Source extract:
__________________________________________________
This week we chatted with Jacob Petrera, one of the owners of Vinnie’s Pizzeria in Williamsburg. Vinnie’s is known for a few things — its eccentric toppings (beloved by both carnivores and vegans) and wacky ideas, like the pizza box pizza (a pizza served in a box made entirely from pizza).
Inspired by their time working at Antonio’s, a late night UMass student favorite (they had to put out barricades when the bars closed) Petrera and two friends purchased Vinnie’s — which has been around since 1960 — in 2007, right when Williamsburg started to become the hipster haven we now know it as.
Business was great, but when the pandemic first hit, he thought it would be the end of an era for them.
“It was crazy. The first two, three weeks I thought we were done,” he said. “There was nobody in the streets and nobody was ordering for delivery even because everyone had gone and stocked up at the supermarket.”
Vinnie’s was lucky — Petrera and his partner managed to secure a PPP loan in the first round (“super challenging”), but the money didn’t come through until July.
“We kept just having to empty out our bank accounts to pay our guys. We weren’t ready as a business for that kind of loss.”
What really enabled them to stay afloat was the generosity of their customers. Petrera and his partner launched an initiative where the restaurant would match every pizza purchased for essential workers.
“I think we probably would have folded if it had not gone so well. Our online followers, friends, army, they really came through,” he said. “They were donating $300 for 20 pies to Elmhurst Hospital, it was amazing.”
A lesser-earning but equally heartwarming initiative gave people the option to tip their delivery driver $1 to look them straight into their eyes and offer some kind words — priceless at a time when human interaction was scarce.
While Petrera says things are finally starting to go back to normal, nothing has compared to Vinnie’s busiest day yet: when Joe Biden’s presidency was confirmed.
“It was a Saturday and they announced it and it was mayhem, ” he said. “It was just awesome.”
Going forward, Petrera plans to only offer outdoor seating as long as the city continues to allow it.
“I don’t want to alienate people who aren’t ready to go inside restaurants and I don’t want to have those fights with people about masks,” he said. I don’t want my staff to have to be the police.”
And of course, we didn’t let Petrera go without having him tell us his favorite place to grab a slice when he’s not at work: Di Fara in Midwood.
__________________________________________________
Extracted records:
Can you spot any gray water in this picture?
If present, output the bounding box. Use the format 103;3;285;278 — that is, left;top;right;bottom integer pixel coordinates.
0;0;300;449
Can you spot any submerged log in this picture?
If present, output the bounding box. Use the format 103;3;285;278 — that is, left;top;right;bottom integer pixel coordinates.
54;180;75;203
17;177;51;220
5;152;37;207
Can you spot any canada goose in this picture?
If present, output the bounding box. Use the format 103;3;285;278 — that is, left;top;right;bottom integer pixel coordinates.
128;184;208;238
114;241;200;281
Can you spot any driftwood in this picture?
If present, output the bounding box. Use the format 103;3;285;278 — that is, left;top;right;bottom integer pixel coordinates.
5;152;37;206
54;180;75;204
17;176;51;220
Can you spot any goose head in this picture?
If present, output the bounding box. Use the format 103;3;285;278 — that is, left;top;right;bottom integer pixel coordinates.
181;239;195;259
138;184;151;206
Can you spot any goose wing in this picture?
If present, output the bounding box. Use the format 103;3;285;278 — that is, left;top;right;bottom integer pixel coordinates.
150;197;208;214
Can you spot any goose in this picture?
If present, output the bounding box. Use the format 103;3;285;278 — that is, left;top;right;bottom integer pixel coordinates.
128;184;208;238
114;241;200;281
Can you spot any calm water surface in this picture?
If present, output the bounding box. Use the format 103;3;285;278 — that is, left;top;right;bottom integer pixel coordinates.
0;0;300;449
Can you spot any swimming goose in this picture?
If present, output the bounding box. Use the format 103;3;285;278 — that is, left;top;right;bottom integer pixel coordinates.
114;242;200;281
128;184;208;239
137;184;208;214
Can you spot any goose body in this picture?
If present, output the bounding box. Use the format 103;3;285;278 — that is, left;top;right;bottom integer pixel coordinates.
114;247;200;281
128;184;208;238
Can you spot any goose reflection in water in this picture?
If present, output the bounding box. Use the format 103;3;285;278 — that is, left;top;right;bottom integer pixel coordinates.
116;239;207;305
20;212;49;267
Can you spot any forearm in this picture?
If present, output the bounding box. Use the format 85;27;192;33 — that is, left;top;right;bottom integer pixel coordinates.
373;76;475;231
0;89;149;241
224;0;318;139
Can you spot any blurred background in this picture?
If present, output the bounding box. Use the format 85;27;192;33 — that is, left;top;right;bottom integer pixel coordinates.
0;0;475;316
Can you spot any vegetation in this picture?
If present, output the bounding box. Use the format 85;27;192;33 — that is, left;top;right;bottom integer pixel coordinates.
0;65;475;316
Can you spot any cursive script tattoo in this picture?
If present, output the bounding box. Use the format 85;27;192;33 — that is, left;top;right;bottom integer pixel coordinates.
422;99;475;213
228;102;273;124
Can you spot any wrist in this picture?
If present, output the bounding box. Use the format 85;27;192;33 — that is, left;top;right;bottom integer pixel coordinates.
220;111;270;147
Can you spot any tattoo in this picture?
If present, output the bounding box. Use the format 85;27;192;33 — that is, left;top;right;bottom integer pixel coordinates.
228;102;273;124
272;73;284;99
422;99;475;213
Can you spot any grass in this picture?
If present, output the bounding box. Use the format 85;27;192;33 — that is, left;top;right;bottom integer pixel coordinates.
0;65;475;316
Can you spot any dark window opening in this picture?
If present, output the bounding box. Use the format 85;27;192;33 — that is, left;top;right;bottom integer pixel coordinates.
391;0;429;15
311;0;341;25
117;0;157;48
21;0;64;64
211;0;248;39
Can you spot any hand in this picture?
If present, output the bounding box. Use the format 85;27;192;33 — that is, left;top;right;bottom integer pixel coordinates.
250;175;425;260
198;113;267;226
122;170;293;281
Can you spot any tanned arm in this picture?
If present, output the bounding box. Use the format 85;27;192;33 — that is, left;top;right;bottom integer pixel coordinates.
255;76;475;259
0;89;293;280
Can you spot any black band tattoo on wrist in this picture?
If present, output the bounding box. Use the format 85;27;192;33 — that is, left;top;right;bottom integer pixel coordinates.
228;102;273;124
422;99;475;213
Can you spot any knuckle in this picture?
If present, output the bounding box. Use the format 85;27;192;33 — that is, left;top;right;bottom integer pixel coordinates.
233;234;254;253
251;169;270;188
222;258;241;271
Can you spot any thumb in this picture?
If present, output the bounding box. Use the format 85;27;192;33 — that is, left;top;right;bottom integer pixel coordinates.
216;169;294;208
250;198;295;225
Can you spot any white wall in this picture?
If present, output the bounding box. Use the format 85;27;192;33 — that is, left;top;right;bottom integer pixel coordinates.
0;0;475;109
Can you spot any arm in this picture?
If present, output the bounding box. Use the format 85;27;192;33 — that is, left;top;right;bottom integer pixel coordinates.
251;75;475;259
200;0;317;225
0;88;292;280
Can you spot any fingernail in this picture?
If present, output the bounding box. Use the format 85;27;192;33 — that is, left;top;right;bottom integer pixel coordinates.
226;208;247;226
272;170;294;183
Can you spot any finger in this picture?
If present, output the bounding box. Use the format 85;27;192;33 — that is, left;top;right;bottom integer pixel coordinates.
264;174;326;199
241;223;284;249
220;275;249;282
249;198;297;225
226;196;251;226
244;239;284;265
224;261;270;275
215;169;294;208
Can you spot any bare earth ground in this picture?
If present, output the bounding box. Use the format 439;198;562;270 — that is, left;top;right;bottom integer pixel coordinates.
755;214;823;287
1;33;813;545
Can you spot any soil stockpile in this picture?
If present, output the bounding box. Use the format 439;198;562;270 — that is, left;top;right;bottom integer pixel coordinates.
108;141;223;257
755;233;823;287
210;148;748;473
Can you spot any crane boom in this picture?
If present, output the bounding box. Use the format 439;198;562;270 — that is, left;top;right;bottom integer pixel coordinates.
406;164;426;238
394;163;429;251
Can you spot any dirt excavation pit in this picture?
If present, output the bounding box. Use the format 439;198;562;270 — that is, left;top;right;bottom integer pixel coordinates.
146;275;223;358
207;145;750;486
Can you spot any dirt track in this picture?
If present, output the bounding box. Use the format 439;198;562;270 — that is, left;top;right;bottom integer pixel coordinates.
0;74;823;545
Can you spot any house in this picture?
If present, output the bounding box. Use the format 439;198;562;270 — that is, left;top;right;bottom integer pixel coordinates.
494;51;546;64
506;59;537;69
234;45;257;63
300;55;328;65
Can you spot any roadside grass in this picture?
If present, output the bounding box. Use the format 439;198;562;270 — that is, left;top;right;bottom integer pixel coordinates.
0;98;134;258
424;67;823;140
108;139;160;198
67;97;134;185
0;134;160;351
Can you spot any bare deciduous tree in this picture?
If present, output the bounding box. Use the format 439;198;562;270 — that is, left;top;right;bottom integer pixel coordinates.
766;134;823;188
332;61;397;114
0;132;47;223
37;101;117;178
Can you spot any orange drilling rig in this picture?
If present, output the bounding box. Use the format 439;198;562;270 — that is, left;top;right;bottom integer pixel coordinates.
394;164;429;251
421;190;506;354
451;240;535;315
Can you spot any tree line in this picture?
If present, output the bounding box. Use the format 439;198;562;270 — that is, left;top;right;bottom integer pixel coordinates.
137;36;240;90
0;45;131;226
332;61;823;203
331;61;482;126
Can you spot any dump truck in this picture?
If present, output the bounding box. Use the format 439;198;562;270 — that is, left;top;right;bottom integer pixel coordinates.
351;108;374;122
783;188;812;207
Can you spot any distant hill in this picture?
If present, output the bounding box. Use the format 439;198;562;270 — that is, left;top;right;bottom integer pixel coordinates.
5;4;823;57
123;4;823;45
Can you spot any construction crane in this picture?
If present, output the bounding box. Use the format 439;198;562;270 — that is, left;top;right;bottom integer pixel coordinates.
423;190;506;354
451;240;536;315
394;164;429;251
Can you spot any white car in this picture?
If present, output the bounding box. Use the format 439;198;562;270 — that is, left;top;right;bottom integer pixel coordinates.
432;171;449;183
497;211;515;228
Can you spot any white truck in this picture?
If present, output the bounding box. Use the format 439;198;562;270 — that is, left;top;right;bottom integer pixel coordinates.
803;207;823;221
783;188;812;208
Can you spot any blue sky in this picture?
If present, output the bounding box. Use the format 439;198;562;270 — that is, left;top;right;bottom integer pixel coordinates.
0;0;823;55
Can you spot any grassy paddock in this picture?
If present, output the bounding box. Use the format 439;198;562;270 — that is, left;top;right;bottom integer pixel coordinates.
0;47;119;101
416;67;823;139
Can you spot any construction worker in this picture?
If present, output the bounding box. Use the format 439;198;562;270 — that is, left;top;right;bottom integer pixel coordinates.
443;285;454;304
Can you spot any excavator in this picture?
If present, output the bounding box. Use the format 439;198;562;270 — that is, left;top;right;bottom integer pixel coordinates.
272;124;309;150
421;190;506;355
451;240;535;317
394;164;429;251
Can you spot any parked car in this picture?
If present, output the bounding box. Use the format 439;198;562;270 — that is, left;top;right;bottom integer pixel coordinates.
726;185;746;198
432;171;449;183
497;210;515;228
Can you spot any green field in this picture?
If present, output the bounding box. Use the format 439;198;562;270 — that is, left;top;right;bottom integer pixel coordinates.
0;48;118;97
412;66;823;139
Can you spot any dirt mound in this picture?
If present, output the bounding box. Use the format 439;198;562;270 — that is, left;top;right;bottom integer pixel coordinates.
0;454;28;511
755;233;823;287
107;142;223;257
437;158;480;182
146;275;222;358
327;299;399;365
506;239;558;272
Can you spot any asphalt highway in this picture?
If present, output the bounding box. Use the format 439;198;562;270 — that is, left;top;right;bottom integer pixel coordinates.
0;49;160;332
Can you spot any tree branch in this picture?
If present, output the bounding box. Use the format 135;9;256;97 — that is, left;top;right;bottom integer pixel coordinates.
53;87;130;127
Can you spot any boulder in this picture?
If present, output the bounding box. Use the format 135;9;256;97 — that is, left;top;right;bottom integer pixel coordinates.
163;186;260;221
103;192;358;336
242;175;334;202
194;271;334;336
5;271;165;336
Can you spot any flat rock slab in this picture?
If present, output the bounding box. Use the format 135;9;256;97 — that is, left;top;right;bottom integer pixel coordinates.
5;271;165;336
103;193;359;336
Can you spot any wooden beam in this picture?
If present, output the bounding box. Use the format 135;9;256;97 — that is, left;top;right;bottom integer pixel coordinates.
__________________________________________________
What you are asked to do:
Name every business that the piece on Vinnie's Pizzeria identifies by name.

The completed task:
- Vinnie's Pizzeria
- Antonio's
- Di Fara